● Selected excerpt
┏━━

# MAX real current for CREE LED emitters?



## Uldzha (Oct 12, 2012)

Hello all,
I am interested in what is MAX real current for CREE LED emitters?
OK, in CREE data sheet can reed:
MAX DC Forward Current for *XR-E *Cool white is: *1000mA*, Warm and Neutral white: *700mA*
MAX DC Forward Current for *XP-E*: *1500mA*

But in real life has seen thet emitters driven at much higher forward current... (for example, XP-E @1400mA, XP-E @2000mA and XM-L @ 5A)... and they works...
I have a question - how exactly is? 
Whether I can add a 4x1735 chips driver(1400mA) to XR-E (cool White), if it have a good cooling? Or 3x1735 chips driver(1000mA) to Warm white XR-E? ...it certainly will work, right? but for how long? What actually will happen? :thinking:


----------



## Epsilon (Oct 12, 2012)

Cooling is everything.

And the most critical part is the LED mounting to the star. The thermal path of the LED to the star needs to be good, and then the start itself needs to be good. 
The best option you have, are leds directly soldered to copper PCB's, like the XM-L that Led-tech.de is selling. They are difficult to find for other led types though.


----------



## Uldzha (Oct 12, 2012)

Ok, thanks Epsilon!
but is it so that Warm white XR-E (P4) heats more than Cool white (Q5), if Q5 is officially allowed higher current?
for example: XR-E Q5 normal Current is 1000mA... and it no heat and so much...
If I connect the same current(1000mA) to XR-E P4 Warm white - or it is heated more than the Q5?
I want to know because I want to build two C8 throwers - One with XR-E P4 warm white LED (on 16mm round aluminium board from DX),
and the second with XR-E R2 WG (on 20mm aluminium star from DX).
Or they will work well, if the first one will be driven @1000mA, and the second one @1400mA? (of course, I will use the thermal glue)
Or they will last a long time?


----------



## Th232 (Oct 12, 2012)

It's vague. As Epsilon has said, how well you cool it is essential, without knowing exactly what your "good cooling" is it's very hard to say. Effects from overheating include destruction of the bond wires, burning of the phosphor and probably a couple of others. I think I saw a thread somewhere about a P7 that was run at 10 A with water cooling, worked fine until it was powered up without the water flowing. No info on long term effects though.

Also, how much lifetime are you willing to sacrifice? Are you fine with the LED having a nominal lifetime of only 2000 hours if you run it at 125% of the official maximum rating?

Yes, the P4 will heat up more than the Q5 since the Q5 is, by definition, more efficient, so less energy is turned to heat.


----------



## Optical Inferno (Oct 12, 2012)

I saw some interesting data on an XM-L that was pounded with 8A and 10A. It was done by a company that designs fire alert systems for buildings. As the others have said cooling is the key, but you can also help cooling with PWM at a relatively high frequency.


----------



## Uldzha (Oct 12, 2012)

2000 hours actually sounds acceptable... it is several years even if used as EDC flashlight...
But these will be used as Hunting lights, the most frequent in winter...

┗━━

● Data provided
┏━━

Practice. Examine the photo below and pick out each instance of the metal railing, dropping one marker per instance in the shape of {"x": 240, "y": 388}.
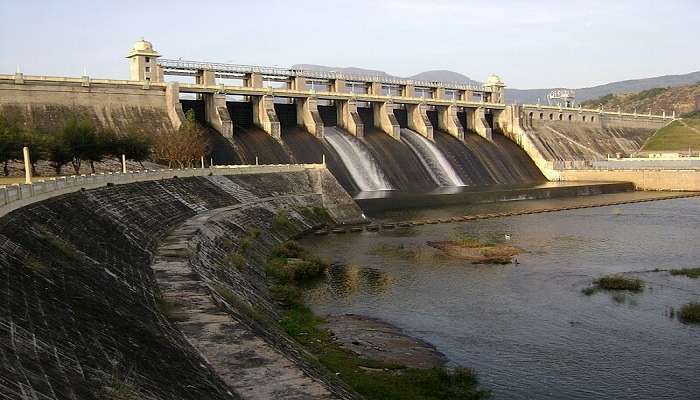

┗━━

● Work to complete
Please say whether each statement agrees with the forum thread on CREE LED current, answering yes or no and quoting the deciding words: (a) Epsilon names LEDs soldered directly to copper PCBs as the best option. (b) Th232 says the Q5 will heat up more than the P4. (c) Uldzha plans to use the lights mostly in summer.

● Exercise response
(a) Yes: "The best option you have, are leds directly soldered to copper PCB's"
(b) No: "Yes, the P4 will heat up more than the Q5 since the Q5 is, by definition, more efficient, so less energy is turned to heat."
(c) No: "But these will be used as Hunting lights, the most frequent in winter"